ConfigMap + Secrets are copied to all 3 app namespaces by the setup script.

Cross-Namespace DNS

K8s DNS: <service>.<namespace>.svc.cluster.local

  • Backends reach Cosmos: cosmos-emulator.bytelyst-infra.svc:8081
  • Webs reach backends: flowmonk-backend.bytelyst-products.svc:4017
  • Everything reaches platform: platform-service.bytelyst-platform.svc:4003

Ollama as External Service

Ollama stays on the host (systemd). A headless Service + Endpoints in bytelyst-infra points to the node's internal IP. Pods reach it as ollama.bytelyst-infra.svc:11434. Setup script auto-detects the node IP.

NodePort for External Access

All services use the same ports as Docker Compose (e.g., :4003, :3002, :3030). k3s is configured with --kube-apiserver-arg=service-node-port-range=1024-32767.

Resource Limits (tuned for 32 GB VM, 50 beta users)

Service type CPU request CPU limit Memory request Memory limit
Backend (×10) 100m 500m 256Mi 512Mi
Web app (×9) 100m 500m 256Mi 512Mi
Platform (×3) 200m 1000m 384Mi 768Mi
Cosmos emulator 500m 2000m 2Gi 3Gi
Grafana 100m 500m 128Mi 256Mi
Mailpit / Loki 50-100m 500m 64-128Mi 512Mi
k3s overhead ~512Mi
Ollama (host) ~3Gi
Total ~10 Gi ~19 Gi

Fits comfortably in 32 GB with ~13 GB headroom.

Readiness + Liveness Probes

Every service gets both:

  • Readiness: GET /health every 10s (traffic only when ready)
  • Liveness: GET /health every 30s (auto-restart on failure)

→ DATA FOR ANALYSIS:
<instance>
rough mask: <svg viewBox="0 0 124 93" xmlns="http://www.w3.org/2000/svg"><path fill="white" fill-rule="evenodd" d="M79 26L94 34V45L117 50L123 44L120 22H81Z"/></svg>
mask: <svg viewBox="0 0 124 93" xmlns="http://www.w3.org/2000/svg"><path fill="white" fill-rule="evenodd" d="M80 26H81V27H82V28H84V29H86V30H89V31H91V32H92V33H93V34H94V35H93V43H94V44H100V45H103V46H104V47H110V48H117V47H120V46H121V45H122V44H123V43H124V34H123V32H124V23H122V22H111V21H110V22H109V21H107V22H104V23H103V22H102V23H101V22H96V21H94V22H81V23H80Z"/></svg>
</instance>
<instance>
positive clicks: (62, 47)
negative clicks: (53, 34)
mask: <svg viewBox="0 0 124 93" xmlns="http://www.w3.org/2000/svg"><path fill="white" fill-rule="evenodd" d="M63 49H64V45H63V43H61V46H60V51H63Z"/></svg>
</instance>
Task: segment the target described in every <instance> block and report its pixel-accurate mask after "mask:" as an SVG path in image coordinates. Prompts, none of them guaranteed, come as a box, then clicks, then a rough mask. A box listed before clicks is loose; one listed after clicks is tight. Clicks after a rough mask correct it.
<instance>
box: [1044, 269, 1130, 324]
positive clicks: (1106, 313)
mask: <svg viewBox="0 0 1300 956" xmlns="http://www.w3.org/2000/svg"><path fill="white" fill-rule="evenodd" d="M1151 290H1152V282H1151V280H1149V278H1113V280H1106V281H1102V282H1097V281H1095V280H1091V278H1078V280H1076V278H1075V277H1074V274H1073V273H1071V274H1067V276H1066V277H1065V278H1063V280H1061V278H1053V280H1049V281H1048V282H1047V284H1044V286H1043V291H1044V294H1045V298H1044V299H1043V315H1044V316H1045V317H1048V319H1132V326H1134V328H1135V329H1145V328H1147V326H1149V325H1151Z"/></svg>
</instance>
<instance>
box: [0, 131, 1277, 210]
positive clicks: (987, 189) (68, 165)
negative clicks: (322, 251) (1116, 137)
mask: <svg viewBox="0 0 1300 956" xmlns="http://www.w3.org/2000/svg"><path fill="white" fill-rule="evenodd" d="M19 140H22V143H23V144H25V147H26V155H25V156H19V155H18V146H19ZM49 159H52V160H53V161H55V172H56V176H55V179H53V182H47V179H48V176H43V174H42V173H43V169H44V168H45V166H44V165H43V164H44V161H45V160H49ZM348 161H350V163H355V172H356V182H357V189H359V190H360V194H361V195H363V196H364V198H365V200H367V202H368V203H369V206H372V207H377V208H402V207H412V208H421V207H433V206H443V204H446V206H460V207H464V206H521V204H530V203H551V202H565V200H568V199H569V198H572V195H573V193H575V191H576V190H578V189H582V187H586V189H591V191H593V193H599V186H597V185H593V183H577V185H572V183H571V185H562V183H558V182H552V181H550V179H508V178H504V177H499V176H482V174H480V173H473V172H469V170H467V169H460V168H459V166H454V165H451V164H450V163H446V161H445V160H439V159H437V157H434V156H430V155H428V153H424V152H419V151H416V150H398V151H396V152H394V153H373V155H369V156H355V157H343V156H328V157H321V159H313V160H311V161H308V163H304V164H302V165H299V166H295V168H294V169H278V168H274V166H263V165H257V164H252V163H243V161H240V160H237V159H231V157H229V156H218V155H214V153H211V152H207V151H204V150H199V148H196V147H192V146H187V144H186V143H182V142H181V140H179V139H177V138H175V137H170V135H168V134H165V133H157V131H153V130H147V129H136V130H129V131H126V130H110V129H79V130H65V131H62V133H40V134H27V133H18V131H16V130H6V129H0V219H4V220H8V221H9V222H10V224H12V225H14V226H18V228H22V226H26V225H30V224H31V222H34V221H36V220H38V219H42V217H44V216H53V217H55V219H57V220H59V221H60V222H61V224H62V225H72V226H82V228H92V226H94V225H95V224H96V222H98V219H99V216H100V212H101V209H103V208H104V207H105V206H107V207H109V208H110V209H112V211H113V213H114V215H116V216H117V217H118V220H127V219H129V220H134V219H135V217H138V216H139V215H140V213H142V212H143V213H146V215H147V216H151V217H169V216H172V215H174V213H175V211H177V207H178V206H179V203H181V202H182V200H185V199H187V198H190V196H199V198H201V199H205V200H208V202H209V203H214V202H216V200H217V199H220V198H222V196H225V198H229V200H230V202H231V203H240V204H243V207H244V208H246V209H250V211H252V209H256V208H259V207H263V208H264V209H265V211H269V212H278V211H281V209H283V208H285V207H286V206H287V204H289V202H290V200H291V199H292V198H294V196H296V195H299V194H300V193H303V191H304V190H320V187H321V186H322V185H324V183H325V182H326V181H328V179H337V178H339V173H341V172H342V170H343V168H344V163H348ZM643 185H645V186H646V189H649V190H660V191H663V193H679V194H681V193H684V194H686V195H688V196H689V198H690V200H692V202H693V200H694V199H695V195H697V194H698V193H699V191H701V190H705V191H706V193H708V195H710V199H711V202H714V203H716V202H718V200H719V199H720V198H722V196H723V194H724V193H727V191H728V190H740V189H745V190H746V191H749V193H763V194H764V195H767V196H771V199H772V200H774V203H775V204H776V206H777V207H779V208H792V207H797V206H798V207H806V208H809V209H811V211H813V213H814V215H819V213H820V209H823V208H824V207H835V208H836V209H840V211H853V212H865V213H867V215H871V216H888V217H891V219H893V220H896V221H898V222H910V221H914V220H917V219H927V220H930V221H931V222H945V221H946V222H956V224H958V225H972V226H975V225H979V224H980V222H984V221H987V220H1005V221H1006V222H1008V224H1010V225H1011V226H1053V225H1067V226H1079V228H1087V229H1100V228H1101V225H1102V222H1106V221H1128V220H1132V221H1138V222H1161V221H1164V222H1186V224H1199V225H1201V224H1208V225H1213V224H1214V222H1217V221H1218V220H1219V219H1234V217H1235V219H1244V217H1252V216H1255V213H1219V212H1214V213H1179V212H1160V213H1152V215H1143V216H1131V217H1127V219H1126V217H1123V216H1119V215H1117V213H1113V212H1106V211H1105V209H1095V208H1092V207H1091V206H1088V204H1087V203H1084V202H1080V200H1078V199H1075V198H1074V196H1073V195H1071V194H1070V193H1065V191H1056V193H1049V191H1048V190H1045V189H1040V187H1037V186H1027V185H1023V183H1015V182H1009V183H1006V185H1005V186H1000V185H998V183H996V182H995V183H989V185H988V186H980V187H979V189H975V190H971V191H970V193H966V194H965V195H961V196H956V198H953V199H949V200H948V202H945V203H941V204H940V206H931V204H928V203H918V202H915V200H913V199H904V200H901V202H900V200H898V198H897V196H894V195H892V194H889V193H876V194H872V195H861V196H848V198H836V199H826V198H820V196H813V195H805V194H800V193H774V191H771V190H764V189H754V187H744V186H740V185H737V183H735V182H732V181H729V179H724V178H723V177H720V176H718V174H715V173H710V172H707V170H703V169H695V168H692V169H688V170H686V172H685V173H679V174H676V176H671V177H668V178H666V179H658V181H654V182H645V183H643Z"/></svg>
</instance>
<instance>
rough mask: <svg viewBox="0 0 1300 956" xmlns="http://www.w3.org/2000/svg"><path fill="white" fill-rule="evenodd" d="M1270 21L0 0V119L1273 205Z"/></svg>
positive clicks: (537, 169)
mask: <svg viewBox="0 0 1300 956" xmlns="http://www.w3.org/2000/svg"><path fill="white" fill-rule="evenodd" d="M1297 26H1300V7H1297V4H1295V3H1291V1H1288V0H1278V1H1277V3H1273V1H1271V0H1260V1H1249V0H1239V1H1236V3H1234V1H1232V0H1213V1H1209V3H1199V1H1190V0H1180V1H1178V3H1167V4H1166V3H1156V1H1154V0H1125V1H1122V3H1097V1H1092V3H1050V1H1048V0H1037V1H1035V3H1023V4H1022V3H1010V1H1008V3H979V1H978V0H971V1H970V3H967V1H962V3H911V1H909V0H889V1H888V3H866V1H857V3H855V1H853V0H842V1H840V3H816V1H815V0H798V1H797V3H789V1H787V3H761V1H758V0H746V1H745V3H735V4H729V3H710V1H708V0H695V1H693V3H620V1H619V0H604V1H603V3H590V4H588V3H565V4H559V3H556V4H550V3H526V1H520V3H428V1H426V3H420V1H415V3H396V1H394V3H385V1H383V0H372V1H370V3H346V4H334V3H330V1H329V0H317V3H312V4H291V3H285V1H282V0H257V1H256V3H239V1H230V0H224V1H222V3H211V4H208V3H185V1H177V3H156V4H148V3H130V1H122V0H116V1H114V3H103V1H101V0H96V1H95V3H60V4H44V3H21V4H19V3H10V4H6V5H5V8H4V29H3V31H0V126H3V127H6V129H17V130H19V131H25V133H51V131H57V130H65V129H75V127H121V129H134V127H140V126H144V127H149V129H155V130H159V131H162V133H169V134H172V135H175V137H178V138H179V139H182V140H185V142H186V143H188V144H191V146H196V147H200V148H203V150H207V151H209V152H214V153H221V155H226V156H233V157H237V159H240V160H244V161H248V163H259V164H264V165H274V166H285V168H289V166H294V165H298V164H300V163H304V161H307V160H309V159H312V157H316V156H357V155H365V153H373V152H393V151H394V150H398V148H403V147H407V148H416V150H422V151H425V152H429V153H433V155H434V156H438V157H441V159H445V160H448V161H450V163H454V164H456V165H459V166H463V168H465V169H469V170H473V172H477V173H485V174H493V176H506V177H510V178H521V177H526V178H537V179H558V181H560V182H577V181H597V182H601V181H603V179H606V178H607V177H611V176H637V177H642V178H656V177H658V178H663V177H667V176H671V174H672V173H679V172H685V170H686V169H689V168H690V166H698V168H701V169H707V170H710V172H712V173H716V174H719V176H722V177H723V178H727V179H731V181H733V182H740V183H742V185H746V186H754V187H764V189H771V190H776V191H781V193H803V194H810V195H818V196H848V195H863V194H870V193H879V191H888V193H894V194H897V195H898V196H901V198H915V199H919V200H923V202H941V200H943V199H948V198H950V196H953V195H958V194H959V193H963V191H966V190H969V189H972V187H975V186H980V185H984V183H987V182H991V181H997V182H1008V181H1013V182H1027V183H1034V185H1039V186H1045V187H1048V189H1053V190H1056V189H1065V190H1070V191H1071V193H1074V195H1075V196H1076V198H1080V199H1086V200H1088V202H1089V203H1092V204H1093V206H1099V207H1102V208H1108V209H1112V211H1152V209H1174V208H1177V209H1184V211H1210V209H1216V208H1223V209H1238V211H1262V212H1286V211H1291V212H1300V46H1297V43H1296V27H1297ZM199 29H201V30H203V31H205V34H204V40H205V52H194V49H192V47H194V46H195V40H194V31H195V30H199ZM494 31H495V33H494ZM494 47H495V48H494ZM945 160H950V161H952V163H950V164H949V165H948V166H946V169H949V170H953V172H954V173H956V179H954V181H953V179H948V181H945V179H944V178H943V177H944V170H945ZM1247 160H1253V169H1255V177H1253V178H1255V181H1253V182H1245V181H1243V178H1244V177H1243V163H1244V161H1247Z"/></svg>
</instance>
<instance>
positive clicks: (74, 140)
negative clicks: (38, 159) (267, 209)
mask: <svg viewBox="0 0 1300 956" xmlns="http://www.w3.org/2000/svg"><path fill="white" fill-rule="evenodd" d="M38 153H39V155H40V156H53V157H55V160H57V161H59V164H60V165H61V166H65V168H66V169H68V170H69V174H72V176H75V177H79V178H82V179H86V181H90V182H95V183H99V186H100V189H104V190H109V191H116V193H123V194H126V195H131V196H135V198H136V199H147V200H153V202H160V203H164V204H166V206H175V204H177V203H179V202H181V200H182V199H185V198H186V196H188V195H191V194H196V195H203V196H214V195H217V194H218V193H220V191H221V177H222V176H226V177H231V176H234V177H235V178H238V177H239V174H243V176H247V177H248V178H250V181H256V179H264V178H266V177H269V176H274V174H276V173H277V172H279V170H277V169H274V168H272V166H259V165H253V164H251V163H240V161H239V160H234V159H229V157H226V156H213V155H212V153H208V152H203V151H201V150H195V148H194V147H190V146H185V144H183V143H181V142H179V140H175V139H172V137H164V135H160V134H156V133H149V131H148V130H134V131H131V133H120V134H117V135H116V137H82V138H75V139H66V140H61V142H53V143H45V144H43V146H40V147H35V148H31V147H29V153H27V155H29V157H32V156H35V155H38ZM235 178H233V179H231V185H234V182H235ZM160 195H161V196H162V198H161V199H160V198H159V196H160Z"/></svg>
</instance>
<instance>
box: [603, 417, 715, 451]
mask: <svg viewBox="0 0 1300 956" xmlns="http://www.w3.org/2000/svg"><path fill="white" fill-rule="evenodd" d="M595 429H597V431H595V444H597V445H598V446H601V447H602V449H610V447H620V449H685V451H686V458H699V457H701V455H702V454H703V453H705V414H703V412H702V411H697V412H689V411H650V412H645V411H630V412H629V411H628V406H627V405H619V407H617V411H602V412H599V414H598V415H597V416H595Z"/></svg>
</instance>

→ ACTIVITY LIST:
a) From the k3s deployment notes, extract the passage that begins at the words "Fits comfortably in" and stops after the words "only when ready)".
b) Continue the k3s deployment notes from the point where they end.

→ EXERCISE ANSWERS:
a)
Fits comfortably in 32 GB with ~13 GB headroom.

Readiness + Liveness Probes

Every service gets both:

  • Readiness: GET /health every 10s (traffic only when ready)

b)
  • Backends: initialDelaySeconds: 15, Web apps: initialDelaySeconds: 15
  • Cosmos emulator: initialDelaySeconds: 60 (slow startup)

Operations Cheat Sheet

# ── Cluster status ─────────────────────────────────
kubectl get nodes                              # Node health
kubectl get pods -A                            # All pods
kubectl top pods -A                            # Resource usage (CPU/memory)

# ── Deploy / update ────────────────────────────────
kubectl apply -f k8s/products/                 # Re-apply product manifests
kubectl rollout restart deploy/flowmonk-backend -n bytelyst-products  # Rolling restart

# ── Scaling (for load testing) ─────────────────────
kubectl scale deploy/platform-service --replicas=2 -n bytelyst-platform
kubectl autoscale deploy/flowmonk-backend --min=1 --max=3 --cpu-percent=70 -n bytelyst-products

# ── Debugging ──────────────────────────────────────
kubectl logs deploy/platform-service -n bytelyst-platform -f        # Stream logs
kubectl describe pod <name> -n bytelyst-platform                    # Pod events
kubectl exec -it deploy/platform-service -n bytelyst-platform -- sh # Shell into pod

# ── Teardown ───────────────────────────────────────
sudo ./setup-k8s.sh --teardown                 # Delete all namespaces (keep k3s)
/usr/local/bin/k3s-uninstall.sh                # Uninstall k3s completely

Port Map (same as Docker Compose)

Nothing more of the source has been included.